Start of GIVEN ENTRIES

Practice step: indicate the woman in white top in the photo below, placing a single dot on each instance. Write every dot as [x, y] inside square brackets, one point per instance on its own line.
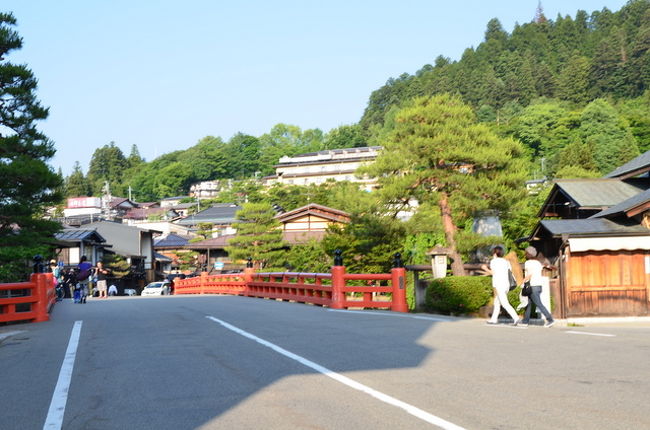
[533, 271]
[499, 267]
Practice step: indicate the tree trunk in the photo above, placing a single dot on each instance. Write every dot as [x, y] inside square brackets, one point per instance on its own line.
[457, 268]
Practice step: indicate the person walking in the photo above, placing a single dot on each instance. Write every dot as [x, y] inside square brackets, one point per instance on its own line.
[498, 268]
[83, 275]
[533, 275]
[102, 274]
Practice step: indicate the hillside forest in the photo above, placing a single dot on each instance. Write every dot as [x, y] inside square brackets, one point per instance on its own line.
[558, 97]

End of GIVEN ENTRIES
Start of GIVEN ENTRIES

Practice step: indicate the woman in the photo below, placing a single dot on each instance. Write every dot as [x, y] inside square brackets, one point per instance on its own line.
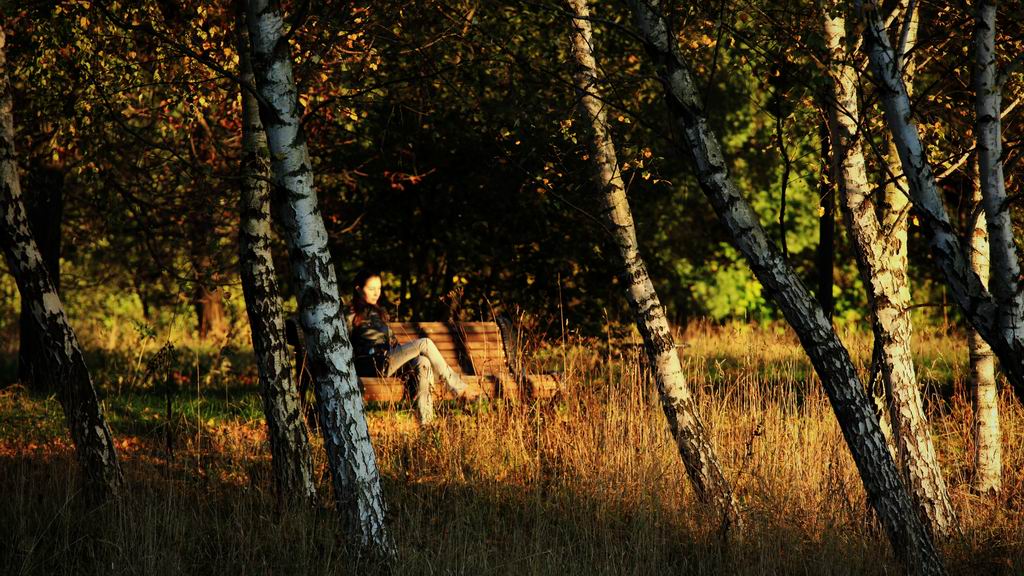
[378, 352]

End of GIVEN ENTRIES

> _AIM_: Collect every line of the records above that contains the string "placing", and copy each one out in full. Case counts.

> _SOLUTION_:
Practice step: indicate the woman in white top in the photo below, placing a single dot on each instance. Write every dot as [x, y] inside square brackets, one point per instance on its own line.
Practice step: indicate the tree trunk in the photo above, placing a single dot on each instance. Write every dot as [x, y] inside square brackets, one point per instance on its own line.
Practice step: indicate the person walking in the photo above, placing a single dot on each instance. Write every dot as [x, y] inside square brackets, one point per instance on its own line.
Practice step: indicate the hillside forest in the photo above, placing a single dot on each instance. Write every dot as [x, y] inside square brackets, one point per instance on its own line.
Practice step: indicate the woman in the photo below, placing a single dot on each instance. Write every dot as [x, y] inside square brackets, one point per instance on its own line.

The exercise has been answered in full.